What is expected ::
Print, exactly as given, each line of the data from the line containing "In this exercise you will find the yellow" up to and including its last line.

━━━━━ Entries

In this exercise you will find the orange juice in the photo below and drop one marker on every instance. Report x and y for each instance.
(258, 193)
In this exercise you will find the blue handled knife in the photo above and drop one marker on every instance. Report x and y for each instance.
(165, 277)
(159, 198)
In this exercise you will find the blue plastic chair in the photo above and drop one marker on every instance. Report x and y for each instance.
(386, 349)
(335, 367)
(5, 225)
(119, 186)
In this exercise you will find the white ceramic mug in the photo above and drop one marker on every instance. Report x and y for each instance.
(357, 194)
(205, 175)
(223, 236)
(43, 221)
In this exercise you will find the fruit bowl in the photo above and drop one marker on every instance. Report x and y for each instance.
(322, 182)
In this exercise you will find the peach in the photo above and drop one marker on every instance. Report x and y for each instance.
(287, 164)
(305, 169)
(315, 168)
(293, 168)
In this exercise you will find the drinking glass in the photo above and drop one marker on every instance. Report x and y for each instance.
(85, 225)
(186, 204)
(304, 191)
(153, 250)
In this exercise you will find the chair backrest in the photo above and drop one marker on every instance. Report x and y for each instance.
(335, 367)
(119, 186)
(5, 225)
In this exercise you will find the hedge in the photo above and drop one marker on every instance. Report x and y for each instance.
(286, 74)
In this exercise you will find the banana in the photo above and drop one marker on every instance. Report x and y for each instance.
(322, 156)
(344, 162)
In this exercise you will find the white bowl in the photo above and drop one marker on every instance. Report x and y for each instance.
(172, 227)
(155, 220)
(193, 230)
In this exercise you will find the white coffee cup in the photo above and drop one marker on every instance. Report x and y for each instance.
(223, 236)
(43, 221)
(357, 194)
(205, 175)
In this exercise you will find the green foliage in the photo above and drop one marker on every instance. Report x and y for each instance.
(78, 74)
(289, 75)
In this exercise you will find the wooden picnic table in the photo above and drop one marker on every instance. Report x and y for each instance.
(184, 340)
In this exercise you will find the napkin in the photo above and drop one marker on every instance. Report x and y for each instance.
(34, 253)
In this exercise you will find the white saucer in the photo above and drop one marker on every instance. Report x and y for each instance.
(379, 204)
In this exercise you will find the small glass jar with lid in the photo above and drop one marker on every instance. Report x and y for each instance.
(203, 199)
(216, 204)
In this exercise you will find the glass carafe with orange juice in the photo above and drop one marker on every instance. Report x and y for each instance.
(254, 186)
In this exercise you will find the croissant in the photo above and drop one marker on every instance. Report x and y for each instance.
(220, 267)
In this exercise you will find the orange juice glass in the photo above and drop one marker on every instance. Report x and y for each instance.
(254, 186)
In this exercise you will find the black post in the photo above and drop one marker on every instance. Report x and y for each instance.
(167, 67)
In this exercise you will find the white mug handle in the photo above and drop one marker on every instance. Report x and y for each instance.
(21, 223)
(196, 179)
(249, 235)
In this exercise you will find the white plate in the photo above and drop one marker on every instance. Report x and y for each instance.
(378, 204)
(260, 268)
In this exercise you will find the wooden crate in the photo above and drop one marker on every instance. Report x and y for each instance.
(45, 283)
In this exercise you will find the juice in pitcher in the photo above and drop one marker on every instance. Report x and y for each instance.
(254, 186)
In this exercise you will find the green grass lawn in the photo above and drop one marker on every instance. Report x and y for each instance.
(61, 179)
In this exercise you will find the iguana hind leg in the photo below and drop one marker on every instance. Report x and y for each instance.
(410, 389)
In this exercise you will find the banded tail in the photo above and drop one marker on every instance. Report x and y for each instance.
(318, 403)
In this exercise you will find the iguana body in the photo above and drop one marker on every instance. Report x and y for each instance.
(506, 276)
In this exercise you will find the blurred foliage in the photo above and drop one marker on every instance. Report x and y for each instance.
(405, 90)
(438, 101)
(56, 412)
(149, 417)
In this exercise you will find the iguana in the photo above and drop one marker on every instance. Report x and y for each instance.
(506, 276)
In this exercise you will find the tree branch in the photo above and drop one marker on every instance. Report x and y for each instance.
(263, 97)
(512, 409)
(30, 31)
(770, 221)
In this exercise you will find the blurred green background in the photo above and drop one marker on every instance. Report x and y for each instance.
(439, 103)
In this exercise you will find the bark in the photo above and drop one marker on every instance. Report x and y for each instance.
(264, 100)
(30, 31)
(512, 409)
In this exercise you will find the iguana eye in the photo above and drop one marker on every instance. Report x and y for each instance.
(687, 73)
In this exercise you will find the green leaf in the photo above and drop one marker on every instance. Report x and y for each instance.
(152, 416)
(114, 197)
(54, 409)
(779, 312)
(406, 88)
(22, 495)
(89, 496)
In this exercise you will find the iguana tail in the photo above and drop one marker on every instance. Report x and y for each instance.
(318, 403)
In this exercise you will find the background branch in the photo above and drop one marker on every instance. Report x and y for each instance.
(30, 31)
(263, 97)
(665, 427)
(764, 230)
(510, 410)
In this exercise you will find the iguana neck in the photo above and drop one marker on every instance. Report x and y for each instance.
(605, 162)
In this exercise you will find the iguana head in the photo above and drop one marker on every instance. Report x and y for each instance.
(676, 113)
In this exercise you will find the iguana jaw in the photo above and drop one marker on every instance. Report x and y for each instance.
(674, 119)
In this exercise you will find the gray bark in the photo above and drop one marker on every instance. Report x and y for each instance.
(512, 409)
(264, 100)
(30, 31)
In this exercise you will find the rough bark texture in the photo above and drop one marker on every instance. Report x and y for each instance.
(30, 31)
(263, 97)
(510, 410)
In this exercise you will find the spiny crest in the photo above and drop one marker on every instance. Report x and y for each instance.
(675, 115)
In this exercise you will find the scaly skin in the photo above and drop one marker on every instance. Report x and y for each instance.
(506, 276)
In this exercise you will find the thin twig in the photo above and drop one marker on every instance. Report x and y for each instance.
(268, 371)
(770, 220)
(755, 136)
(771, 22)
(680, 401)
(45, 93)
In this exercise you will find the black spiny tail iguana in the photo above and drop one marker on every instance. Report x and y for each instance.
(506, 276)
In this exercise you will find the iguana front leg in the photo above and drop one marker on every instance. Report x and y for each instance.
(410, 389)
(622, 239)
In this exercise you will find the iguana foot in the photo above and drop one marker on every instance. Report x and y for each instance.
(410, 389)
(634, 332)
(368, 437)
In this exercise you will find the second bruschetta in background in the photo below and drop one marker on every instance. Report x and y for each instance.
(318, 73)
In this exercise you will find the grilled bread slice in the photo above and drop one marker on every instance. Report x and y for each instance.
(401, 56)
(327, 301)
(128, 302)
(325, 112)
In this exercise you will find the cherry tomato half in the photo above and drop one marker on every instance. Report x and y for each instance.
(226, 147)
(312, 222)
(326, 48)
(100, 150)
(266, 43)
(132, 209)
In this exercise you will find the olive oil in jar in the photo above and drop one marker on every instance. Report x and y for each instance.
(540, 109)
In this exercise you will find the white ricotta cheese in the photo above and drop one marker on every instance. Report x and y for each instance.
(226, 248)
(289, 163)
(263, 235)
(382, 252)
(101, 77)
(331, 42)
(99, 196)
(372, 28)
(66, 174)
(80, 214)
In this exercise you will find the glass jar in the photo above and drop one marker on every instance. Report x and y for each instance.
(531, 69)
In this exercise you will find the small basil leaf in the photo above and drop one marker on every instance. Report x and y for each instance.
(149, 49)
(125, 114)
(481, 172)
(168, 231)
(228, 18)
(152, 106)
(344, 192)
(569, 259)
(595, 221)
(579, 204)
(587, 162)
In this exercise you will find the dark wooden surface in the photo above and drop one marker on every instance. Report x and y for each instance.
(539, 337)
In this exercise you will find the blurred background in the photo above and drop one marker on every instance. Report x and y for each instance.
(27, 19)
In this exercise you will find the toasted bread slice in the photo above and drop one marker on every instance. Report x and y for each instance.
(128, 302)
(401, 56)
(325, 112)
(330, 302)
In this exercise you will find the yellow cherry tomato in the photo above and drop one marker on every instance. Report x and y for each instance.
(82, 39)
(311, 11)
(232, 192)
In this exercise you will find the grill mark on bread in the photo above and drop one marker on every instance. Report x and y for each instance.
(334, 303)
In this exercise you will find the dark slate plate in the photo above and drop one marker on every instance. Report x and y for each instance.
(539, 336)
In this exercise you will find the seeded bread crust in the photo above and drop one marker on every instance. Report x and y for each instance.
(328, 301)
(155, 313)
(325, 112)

━━━━━━━━━━

Solution to this task ::
In this exercise you will find the yellow cherry tomato in the photo above and drop one marker on every instance. Report x and y for each instance.
(82, 39)
(311, 11)
(232, 192)
In this exercise you will find the grill mark on bread in the photo above and drop one marker on every instance. Report x and y for each instance.
(334, 303)
In this exercise you will find the dark slate plate in the photo above and drop one marker on every instance. Report x and y for each instance.
(539, 336)
In this exercise you will find the seeded bread crust in the photo above and drop one marker on every instance. Report x and y for each instance.
(328, 301)
(155, 313)
(325, 112)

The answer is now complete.